__Exercise brief__:
Pull out every line of the data below that contains the word "arched", and list those lines unchanged.

----------------------------------------

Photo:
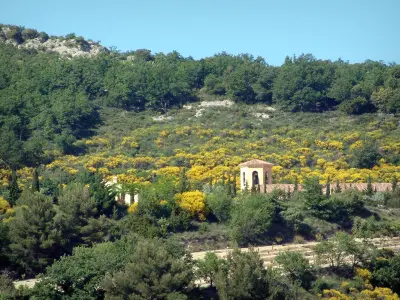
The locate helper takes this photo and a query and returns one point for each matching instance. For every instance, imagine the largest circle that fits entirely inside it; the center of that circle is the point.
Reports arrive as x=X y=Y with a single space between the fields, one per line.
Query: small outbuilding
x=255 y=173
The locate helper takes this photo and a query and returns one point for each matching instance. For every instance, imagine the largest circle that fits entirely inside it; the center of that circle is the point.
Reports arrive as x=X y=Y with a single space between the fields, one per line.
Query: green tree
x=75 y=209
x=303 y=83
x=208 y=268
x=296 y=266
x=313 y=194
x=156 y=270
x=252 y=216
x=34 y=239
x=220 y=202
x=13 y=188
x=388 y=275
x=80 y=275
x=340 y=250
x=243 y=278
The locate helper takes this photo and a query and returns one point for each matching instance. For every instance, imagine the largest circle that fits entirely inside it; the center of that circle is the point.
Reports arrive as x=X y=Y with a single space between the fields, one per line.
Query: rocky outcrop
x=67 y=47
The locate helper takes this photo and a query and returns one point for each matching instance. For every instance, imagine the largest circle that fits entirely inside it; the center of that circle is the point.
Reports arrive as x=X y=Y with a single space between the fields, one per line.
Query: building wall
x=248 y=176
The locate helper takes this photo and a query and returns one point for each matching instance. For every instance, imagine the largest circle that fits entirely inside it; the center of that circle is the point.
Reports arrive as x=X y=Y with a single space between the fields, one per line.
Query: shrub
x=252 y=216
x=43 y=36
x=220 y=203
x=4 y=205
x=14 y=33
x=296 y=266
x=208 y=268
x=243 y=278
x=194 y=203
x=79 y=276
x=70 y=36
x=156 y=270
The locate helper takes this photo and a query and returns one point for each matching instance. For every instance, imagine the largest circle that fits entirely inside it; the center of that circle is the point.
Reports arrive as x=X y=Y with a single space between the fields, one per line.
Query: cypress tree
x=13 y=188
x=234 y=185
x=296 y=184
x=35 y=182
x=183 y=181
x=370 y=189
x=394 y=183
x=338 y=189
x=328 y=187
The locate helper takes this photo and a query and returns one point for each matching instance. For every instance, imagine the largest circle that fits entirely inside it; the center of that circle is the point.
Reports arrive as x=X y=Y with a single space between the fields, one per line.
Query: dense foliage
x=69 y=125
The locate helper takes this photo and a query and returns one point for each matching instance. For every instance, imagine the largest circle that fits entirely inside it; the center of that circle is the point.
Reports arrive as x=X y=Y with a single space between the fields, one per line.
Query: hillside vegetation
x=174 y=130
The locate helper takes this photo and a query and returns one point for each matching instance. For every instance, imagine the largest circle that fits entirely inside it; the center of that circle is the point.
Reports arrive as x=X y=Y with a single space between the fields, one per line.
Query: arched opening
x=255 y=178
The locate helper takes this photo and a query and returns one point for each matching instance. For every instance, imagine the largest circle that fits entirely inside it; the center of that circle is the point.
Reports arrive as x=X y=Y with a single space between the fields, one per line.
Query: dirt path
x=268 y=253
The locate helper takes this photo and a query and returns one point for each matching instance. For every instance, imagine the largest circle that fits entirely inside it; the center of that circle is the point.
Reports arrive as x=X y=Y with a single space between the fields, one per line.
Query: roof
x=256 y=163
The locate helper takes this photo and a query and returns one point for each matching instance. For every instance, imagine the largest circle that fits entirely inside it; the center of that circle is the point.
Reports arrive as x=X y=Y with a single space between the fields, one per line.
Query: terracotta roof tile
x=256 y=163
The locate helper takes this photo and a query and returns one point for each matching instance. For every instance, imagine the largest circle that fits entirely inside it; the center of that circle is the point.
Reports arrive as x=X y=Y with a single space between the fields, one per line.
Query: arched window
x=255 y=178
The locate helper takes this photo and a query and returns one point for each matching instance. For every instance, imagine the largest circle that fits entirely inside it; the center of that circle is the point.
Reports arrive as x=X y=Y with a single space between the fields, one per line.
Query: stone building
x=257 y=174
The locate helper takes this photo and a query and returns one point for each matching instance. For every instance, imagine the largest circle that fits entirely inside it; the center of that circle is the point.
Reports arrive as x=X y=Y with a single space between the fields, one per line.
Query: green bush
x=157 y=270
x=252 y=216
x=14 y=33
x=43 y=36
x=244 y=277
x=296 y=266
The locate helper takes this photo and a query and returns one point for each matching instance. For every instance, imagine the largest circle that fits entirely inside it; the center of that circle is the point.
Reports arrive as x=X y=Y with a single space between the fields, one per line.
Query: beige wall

----------------------------------------

__Solution for this problem__:
Query: arched opening
Query: arched window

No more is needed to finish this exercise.